Archive for February, 2008

Welcome Dr Century!

Wednesday, February 27th, 2008

Since I didn’t bother to whack a comma in there I have essentially instructed you to welcome Dr Century, Affectionate Diary’s newest member. The irony is that Dr Century doesn’t even have a member. That’s right! She’s a real life bitch!

We’re not sexist here at Affectionate Diary. That’s why we’ve let Dr Century take time out from washing the dishes and bleeding so that she can come on here and rant about fucking make up and other shit that women think about. She’ll probably only talk about RPGs, because that’s all women seem to play, though there’s NO WAY her Disgaea team is a patch on ours. No doubt FFVII was the best and oh! She cried.

Hahaha! That’s how we laughed here at Affectionate Diary when I suggested we get a girl to join our ranks. That’s because actually, we are sexist. Girls can’t fucking play games. Have you ever been in a ranked match and played against a girl? EXACTLY. There’s only that Kage player’s FIT Japanese girlfriend who’s any good, and even she can’t beat her (male) boyfriend. So we won’t have them here either. GIRLS FUCK OFF.

Anyway, Dr Century is here. Expect our monthly post rate to literally double (to two). Now THAT’S value for money.

Benny Hill and everything.

Monday, February 25th, 2008

Da da daaa…da da dibba dibba da da dibba dibba da da dibba da dap. Etc.

- **Information provided**:

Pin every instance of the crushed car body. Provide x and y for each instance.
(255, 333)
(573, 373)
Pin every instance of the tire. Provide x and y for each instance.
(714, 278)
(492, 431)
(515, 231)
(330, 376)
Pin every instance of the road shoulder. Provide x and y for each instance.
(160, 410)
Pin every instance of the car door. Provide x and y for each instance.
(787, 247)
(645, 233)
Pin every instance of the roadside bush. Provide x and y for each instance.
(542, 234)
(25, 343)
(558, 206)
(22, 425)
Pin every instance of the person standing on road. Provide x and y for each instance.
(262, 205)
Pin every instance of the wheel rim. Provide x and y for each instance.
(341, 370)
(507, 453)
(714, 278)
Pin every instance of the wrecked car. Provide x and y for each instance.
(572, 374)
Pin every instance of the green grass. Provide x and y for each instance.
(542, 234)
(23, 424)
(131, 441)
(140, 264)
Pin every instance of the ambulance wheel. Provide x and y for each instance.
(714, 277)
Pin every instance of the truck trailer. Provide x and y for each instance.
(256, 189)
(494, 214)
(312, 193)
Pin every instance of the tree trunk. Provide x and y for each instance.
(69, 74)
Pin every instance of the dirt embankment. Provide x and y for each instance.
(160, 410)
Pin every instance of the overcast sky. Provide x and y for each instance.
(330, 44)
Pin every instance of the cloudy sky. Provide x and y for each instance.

- **Work to complete**:
• a. Retype a passage of the blog archive: begin at the words "Hahaha! That’s how" and stop after "Hill and everything.".
• b. Summarize the blog archive in two sentences.
The lines beneath the blog archive can be left aside.

- **Answers for the tasks**:
• a.
Hahaha! That’s how we laughed here at Affectionate Diary when I suggested we get a girl to join our ranks. That’s because actually, we are sexist. Girls can’t fucking play games. Have you ever been in a ranked match and played against a girl? EXACTLY. There’s only that Kage player’s FIT Japanese girlfriend who’s any good, and even she can’t beat her (male) boyfriend. So we won’t have them here either. GIRLS FUCK OFF.

Anyway, Dr Century is here. Expect our monthly post rate to literally double (to two). Now THAT’S value for money.

Benny Hill and everything.

• b. A post dated February 27th, 2008 welcomes Dr Century as the newest member of Affectionate Diary and jokes that the missing comma in its title turns it into an instruction to the reader. The post makes a string of sexist jokes about women, says outright that the site is sexist, and ends by noting that Dr Century is here and that the monthly post rate should double to two.